▸ EXERCISE REQUIREMENTS: Could you print exactly the lines of the listing below, starting at the line that has "Target: graph with colored bars" and ending at the line that has "point(253, 69)", and only those lines?

▸ EXTRACTED ENTRIES:
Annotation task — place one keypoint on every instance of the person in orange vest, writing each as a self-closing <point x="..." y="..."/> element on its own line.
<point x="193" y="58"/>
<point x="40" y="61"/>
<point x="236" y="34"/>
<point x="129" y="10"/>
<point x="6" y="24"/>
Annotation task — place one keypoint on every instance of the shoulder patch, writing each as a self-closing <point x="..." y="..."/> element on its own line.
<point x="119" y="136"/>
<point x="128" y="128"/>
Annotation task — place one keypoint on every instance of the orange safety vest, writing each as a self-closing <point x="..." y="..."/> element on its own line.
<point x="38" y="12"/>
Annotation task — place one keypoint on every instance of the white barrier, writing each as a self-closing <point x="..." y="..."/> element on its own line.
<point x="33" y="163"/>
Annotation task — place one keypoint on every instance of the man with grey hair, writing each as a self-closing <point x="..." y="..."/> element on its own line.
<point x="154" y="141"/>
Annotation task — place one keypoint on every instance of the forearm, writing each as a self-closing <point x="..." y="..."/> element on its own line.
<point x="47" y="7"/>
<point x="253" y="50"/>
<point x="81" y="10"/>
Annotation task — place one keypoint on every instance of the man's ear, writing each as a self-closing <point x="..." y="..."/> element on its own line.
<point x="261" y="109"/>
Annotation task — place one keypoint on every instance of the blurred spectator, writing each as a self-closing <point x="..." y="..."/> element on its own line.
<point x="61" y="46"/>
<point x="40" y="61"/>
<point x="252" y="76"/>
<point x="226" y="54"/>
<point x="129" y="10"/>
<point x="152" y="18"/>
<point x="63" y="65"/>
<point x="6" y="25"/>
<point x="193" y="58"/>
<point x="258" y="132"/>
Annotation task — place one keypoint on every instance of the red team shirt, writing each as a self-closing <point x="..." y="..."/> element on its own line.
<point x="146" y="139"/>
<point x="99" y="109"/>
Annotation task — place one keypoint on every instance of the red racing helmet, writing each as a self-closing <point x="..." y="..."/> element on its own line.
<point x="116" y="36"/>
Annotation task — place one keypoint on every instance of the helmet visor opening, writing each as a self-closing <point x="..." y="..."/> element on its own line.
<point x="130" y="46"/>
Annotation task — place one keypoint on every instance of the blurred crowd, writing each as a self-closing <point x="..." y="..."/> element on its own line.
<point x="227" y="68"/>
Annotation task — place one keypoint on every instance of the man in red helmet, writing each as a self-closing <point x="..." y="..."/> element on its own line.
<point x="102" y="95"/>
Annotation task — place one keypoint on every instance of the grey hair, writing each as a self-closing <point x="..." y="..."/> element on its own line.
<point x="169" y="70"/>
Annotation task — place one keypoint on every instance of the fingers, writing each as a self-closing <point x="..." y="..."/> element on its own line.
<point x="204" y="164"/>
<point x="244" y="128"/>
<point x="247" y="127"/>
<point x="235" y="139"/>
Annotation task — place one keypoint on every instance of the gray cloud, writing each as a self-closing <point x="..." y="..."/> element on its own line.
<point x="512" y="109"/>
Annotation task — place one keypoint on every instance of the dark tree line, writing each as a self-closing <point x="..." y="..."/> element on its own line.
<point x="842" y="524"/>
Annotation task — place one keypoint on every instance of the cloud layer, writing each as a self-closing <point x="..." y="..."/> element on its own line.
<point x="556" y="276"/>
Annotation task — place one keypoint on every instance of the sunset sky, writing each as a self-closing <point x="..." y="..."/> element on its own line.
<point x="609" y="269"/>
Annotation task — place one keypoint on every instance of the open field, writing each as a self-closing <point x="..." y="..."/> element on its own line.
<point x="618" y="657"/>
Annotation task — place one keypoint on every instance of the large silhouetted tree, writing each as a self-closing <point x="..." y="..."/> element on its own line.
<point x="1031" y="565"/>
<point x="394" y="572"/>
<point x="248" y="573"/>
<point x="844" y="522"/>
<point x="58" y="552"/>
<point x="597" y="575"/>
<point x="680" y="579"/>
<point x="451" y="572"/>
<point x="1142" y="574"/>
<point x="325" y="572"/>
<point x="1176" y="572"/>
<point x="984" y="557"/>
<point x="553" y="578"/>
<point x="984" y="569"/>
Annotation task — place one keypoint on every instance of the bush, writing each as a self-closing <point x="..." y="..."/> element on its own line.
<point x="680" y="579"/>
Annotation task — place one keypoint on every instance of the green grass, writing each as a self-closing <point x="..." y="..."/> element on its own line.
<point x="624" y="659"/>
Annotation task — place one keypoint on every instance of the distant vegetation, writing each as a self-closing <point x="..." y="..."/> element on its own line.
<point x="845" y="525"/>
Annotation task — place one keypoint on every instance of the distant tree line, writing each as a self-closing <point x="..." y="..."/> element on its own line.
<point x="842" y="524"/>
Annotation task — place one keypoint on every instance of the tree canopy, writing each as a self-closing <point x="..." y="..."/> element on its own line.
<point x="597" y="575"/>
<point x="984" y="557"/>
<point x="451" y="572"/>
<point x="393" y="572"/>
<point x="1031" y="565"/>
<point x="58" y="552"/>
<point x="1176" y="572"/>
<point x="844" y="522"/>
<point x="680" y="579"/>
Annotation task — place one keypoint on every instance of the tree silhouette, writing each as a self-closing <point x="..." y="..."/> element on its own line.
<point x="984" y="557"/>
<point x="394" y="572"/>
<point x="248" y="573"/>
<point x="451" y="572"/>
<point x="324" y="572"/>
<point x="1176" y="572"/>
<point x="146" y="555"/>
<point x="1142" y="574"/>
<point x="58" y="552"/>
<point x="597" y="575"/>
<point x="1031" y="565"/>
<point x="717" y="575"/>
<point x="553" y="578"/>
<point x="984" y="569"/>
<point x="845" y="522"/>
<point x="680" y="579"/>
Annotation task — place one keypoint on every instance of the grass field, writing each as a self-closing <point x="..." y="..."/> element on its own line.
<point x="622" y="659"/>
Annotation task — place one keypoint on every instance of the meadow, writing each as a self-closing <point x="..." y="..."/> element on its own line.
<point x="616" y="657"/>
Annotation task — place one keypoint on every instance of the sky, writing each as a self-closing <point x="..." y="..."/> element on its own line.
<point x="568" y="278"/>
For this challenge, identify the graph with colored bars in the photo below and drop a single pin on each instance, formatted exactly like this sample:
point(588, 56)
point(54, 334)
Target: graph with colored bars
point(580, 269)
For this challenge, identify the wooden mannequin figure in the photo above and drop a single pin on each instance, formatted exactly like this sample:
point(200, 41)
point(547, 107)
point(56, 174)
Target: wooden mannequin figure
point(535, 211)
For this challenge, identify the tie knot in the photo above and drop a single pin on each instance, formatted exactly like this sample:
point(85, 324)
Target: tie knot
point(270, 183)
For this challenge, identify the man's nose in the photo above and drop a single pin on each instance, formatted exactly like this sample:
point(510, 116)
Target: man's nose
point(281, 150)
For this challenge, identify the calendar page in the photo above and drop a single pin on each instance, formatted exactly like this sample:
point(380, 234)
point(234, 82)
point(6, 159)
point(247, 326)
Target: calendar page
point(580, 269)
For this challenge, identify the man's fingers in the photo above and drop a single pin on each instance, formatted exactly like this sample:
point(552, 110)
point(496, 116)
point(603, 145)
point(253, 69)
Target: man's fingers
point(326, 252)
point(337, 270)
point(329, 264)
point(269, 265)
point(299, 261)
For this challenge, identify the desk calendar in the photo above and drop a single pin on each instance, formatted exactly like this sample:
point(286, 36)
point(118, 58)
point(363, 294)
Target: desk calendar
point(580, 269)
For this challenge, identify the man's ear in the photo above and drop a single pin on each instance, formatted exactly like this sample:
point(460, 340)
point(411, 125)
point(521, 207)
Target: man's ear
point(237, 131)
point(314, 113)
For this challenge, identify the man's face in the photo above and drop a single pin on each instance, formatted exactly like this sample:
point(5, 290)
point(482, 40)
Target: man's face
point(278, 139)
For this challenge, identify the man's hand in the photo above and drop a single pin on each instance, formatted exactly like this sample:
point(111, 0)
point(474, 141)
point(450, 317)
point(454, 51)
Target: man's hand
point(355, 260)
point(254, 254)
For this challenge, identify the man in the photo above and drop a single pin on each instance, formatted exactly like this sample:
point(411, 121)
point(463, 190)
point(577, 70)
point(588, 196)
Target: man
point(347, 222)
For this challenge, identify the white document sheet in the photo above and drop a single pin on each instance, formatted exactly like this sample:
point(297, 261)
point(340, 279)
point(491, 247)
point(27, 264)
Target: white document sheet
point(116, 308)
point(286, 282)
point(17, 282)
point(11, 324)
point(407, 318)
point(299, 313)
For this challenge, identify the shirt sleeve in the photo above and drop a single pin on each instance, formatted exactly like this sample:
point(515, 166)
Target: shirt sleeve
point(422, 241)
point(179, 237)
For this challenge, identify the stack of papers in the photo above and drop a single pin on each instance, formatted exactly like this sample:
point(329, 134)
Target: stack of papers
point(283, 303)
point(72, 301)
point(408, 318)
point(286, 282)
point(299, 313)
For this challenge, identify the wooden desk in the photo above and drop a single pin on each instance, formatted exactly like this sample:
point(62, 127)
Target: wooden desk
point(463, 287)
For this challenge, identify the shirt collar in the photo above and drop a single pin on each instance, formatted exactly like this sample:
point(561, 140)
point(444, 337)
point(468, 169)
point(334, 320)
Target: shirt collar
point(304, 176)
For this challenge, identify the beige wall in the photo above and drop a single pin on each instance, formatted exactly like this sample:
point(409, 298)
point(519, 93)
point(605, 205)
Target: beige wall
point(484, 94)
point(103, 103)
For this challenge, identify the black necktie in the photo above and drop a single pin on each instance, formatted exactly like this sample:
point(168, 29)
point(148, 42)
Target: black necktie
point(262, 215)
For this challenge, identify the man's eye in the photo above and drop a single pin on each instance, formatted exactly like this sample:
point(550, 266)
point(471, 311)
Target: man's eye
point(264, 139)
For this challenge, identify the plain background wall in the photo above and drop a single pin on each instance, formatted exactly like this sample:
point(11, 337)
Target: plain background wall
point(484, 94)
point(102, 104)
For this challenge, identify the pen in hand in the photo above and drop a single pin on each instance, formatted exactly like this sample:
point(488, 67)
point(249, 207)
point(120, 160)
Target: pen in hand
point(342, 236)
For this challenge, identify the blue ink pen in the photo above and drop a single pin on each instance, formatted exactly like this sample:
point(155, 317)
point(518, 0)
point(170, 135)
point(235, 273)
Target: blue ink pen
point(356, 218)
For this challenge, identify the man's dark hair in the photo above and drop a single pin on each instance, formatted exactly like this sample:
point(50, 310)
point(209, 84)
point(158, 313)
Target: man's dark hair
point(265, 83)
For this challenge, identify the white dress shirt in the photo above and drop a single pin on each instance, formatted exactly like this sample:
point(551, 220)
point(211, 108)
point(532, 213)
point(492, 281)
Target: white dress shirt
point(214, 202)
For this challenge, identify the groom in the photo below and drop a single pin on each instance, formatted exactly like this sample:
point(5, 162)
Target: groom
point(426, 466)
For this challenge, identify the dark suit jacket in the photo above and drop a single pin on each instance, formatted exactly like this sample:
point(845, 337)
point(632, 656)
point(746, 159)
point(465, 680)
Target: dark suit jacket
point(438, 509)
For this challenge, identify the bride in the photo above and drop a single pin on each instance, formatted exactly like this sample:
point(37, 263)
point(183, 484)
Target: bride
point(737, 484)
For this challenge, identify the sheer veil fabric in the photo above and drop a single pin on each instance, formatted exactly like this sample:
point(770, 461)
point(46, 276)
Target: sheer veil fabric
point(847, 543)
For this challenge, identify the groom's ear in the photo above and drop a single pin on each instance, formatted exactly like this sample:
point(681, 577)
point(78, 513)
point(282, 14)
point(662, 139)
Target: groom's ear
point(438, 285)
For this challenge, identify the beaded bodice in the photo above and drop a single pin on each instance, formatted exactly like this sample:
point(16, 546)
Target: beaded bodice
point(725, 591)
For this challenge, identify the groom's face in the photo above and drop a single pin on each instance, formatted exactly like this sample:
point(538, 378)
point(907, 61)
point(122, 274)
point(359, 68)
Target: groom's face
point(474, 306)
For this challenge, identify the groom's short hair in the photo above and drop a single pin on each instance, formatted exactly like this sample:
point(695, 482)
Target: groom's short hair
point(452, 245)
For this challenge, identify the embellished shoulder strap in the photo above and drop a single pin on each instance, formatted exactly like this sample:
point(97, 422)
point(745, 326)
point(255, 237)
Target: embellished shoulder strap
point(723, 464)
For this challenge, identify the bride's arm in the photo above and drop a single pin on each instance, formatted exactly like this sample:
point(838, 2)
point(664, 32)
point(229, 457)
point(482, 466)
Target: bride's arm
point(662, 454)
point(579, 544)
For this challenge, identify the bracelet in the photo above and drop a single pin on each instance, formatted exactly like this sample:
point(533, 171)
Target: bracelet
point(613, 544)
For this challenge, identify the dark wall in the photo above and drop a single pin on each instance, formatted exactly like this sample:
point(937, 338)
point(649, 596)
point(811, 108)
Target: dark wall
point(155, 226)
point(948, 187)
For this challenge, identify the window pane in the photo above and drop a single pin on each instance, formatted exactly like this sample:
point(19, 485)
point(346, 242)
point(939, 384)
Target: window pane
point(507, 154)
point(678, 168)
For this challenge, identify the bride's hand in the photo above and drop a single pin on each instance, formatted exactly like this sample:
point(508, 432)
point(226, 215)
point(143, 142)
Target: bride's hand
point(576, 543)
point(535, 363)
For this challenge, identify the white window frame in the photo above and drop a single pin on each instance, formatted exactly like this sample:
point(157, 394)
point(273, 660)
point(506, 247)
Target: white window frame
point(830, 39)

▸ RESULT BELOW:
Target: graph with colored bars
point(580, 269)
For this challenge, identify the wooden mannequin figure in the photo above and drop a single pin on each instance, formatted exactly like this sample:
point(200, 41)
point(547, 107)
point(56, 174)
Target: wooden mannequin figure
point(535, 211)
For this challenge, identify the tie knot in the photo above and drop a single pin on each instance, formatted exactly like this sample:
point(85, 324)
Target: tie knot
point(270, 183)
For this challenge, identify the man's nose in the photo above and drop a single pin on each instance, formatted exactly like this sample:
point(510, 116)
Target: man's nose
point(281, 150)
For this challenge, identify the calendar page in the photo above and drop a single pin on each instance, formatted exactly like this sample:
point(380, 234)
point(234, 82)
point(6, 159)
point(247, 326)
Target: calendar page
point(580, 269)
For this challenge, identify the man's fingers in the photo above and drop a single pin on each instance, formatted exactly like this sample:
point(552, 110)
point(496, 116)
point(603, 145)
point(253, 69)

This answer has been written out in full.